== What is needed ==
Restate, word for word, all of the material shown below.

-- Begin Dataset --

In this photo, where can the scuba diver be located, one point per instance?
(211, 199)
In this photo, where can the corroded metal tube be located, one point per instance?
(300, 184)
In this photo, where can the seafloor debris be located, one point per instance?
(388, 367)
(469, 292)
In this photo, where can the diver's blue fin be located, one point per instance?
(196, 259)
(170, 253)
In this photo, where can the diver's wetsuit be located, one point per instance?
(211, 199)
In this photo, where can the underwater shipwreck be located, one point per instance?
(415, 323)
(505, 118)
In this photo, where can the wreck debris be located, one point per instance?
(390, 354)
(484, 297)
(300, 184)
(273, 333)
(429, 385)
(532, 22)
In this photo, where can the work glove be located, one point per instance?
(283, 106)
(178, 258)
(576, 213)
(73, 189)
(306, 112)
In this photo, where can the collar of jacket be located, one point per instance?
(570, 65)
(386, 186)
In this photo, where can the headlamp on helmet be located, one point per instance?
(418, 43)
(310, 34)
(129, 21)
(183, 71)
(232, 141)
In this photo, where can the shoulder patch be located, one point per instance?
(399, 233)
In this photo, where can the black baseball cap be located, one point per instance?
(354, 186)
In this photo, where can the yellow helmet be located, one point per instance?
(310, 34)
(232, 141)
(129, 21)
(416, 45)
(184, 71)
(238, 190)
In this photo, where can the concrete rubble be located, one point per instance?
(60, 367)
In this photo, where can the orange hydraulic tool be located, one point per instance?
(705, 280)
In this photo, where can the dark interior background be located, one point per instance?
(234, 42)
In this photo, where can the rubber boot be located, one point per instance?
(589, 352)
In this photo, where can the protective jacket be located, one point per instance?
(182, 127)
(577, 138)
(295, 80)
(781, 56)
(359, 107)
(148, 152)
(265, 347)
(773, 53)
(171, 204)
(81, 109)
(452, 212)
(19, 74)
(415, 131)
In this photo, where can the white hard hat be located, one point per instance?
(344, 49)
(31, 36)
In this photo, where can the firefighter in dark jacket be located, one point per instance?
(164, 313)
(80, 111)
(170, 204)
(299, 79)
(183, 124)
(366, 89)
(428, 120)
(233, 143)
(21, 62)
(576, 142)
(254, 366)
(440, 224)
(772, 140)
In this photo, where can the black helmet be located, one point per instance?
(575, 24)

-- End Dataset --

== Expected output ==
In this photo, where can the scuba diver be located, one point per instance?
(211, 199)
In this photo, where can the corroded metal tube be located, one point per instance?
(300, 184)
In this photo, where can the seafloor debris be located, one point per instance?
(388, 367)
(469, 292)
In this photo, where can the diver's blue fin be located, one point per instance?
(196, 259)
(170, 253)
In this photo, where can the diver's wetsuit be located, one point per instance?
(211, 199)
In this photo, where can the underwater shipwreck be located, one point per instance?
(415, 323)
(505, 118)
In this photo, where can the wreck debris be located, one point per instance?
(390, 354)
(484, 297)
(300, 184)
(273, 333)
(429, 385)
(532, 22)
In this photo, where can the work glove be located, one point per instance?
(283, 106)
(178, 258)
(576, 213)
(73, 189)
(306, 112)
In this photo, where can the collar of jacket be located, one point per instance?
(570, 65)
(386, 186)
In this photo, where can the headlamp on helmet be located, one point per instance?
(418, 43)
(310, 34)
(129, 21)
(183, 71)
(232, 141)
In this photo, where can the shoulder patch be located, one point per instance?
(399, 233)
In this photo, where can the black baseball cap be located, one point per instance?
(354, 186)
In this photo, where can the yellow helmet be located, one point per instance?
(310, 34)
(232, 141)
(129, 21)
(416, 45)
(184, 71)
(238, 190)
In this photo, where can the concrete rubble be located, one point per instance?
(60, 367)
In this photo, where can the orange hydraulic tool be located, one point per instance?
(705, 280)
In this photo, where can the dark interior background be located, one point per instance?
(234, 42)
In this photo, where can the rubber boot be located, one point per instance?
(589, 352)
In this photo, where can the protective jacket be located, one point per instance?
(182, 127)
(577, 138)
(295, 80)
(781, 56)
(359, 107)
(148, 152)
(265, 347)
(773, 53)
(171, 204)
(81, 109)
(452, 212)
(19, 74)
(415, 131)
In this photo, where can the white hard hat be located, one point per instance?
(344, 49)
(31, 36)
In this photo, where can the firefighter in dark jacket be located, one point per instance?
(164, 313)
(80, 111)
(170, 204)
(299, 79)
(183, 124)
(366, 89)
(428, 120)
(233, 143)
(21, 62)
(576, 142)
(254, 366)
(440, 224)
(772, 140)
In this photo, where can the black helmet be located, one point per instance?
(575, 24)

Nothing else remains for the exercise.